Top of SOURCE PASSAGE
Disocactus flagelliformis (L.) Barthlott
Rat Tail Cactus, Rattail Cactus
Cactus flagelliformis (basionym), Aporocactus flagelliformis, Aporocactus flagriformis, Aporocactus leptophis, Cactus serpentinus, Cereus flagelliformis, Cereus flagriformis, Cereus leptophis, Cereus serpentinus, Discocactus flagriformis, Nyctocereus castellanosii, Nyctocereus serpentinus, Peniocereus serpentinus
Disocactus flagelliformis is a cactus with a thick hanging stems, each with 8 to 13 ribs, up to 3.3 feet (1 m) long and up to 0.75 inches (1.9 cm) in diameter. The needle groups are tiny, almost fuzzy-looking and have 15 to 20 fine reddish-yellow spines each. The flowers are a beautiful magenta color, curved, up to 3 inches (7.5 cm) long and up to 1.5 inches (3.8 cm) in diameter.
USDA hardiness zone 10a to 11b: from 30 °F (−1.1 °C) to 50 °F (+10 °C).
How to Grow and Care
Rat Tail Cactus is easy to cultivate and relatively fast growing cactus. Its trailing stems make these cactus ideal plant for a hanging basket. Line the basket with sphagnum moss before filling it with potting mixture and make sure it is hung where the prickly stems will not pose a treat to the unwary. If Rat Tail Cactus is grown in a pot, hang the pot up or attache it to a high shelf. If it is left free-standing, it can soon be overbalanced by the lengthening stems.
To propagate, use either 6 inches (15 cm) tip or 6 inches (15 cm) segment of any part of the stem. Allow each cutting or segment to dry for 3 days and then insert it about 0.8 inch (2 cm) deep in a small pan or pot of the recommended potting mixture for mature plants. Be sure that any stem segment is planted with the bottom end down… – See more at: How to Grow and Care for Rat Tail Cactus (Disocactus flagelliformis)
Disocactus flagelliformis is native to Mexico (Hidalgo, Oaxaca).
Bottom of SOURCE PASSAGE
Top of EXTRACTED DATA
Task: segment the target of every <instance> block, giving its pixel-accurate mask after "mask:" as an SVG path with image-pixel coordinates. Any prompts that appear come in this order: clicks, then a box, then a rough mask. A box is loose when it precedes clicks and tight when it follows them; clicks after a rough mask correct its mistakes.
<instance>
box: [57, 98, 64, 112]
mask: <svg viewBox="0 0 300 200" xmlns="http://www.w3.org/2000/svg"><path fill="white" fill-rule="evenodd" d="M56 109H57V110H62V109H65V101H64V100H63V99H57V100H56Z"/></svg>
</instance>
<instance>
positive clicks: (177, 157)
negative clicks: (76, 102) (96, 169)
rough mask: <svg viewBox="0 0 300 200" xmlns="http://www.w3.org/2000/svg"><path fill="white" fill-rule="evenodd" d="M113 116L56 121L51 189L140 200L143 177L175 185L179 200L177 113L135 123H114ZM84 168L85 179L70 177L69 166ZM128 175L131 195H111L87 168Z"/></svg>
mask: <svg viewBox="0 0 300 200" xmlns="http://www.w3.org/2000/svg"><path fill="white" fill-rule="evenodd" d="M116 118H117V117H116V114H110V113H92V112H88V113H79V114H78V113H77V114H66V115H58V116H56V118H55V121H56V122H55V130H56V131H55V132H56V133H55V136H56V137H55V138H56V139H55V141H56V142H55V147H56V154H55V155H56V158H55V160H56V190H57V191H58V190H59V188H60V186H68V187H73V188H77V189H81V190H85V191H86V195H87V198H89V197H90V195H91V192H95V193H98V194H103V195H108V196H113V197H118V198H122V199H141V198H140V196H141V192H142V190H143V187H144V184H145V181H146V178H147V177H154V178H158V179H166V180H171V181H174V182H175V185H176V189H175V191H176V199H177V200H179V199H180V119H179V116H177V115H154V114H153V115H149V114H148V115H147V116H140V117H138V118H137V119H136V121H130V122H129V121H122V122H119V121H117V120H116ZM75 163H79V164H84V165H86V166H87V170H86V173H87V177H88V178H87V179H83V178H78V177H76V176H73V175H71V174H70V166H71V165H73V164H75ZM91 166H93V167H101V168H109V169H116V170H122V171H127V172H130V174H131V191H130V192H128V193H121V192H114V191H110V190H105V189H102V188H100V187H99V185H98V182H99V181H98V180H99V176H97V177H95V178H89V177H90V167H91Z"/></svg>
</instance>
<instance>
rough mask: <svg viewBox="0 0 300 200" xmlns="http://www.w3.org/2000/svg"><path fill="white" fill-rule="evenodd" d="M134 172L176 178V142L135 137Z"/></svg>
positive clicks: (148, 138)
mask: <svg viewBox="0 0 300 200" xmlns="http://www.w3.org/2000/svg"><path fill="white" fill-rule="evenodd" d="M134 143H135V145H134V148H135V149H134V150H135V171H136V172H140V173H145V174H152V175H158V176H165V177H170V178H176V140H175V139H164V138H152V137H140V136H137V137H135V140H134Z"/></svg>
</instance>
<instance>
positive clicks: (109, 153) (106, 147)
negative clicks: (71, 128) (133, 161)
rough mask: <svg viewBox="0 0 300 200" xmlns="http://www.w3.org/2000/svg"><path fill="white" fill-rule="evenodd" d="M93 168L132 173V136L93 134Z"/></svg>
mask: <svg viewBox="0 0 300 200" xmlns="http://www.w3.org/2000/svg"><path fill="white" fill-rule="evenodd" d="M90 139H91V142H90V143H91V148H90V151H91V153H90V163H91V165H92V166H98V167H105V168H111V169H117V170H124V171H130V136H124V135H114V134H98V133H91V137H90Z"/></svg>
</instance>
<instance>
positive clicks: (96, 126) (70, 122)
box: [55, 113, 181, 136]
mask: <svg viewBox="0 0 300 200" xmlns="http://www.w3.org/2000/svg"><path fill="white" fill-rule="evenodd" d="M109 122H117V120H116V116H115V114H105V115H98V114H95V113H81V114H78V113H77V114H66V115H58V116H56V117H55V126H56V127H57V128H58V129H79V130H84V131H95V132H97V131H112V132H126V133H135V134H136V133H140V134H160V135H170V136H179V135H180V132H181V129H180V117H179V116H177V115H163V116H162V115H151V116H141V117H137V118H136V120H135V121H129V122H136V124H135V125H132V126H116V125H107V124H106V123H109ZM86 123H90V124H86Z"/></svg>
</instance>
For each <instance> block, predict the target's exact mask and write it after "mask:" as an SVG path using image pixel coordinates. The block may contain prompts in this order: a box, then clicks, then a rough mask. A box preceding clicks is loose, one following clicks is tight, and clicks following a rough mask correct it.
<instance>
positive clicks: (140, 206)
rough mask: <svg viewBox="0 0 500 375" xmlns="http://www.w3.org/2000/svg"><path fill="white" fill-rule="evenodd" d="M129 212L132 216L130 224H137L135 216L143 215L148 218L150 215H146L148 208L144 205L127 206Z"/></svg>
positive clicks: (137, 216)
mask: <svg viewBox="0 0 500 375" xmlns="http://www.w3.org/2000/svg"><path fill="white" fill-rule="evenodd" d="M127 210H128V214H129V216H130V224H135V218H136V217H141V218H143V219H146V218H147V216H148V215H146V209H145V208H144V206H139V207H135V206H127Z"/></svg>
Bottom of EXTRACTED DATA
> EXPLORE THE MATERIAL:
1 – According to the Rat Tail Cactus profile, how long should each cutting or segment dry before it is inserted into potting mixture?
2 – Decide whether each statement agrees with the Rat Tail Cactus profile, answering yes or no and quoting the deciding words: (a) The flowers are magenta. (b) The stems can reach 2 meters in length. (c) Each needle group has 15 to 20 spines.

> RESULTS FOR THE EXERCISE:
1 – Three days.

2 –
(a) Yes: "The flowers are a beautiful magenta color"
(b) No: "up to 3.3 feet (1 m) long"
(c) Yes: "have 15 to 20 fine reddish-yellow spines each"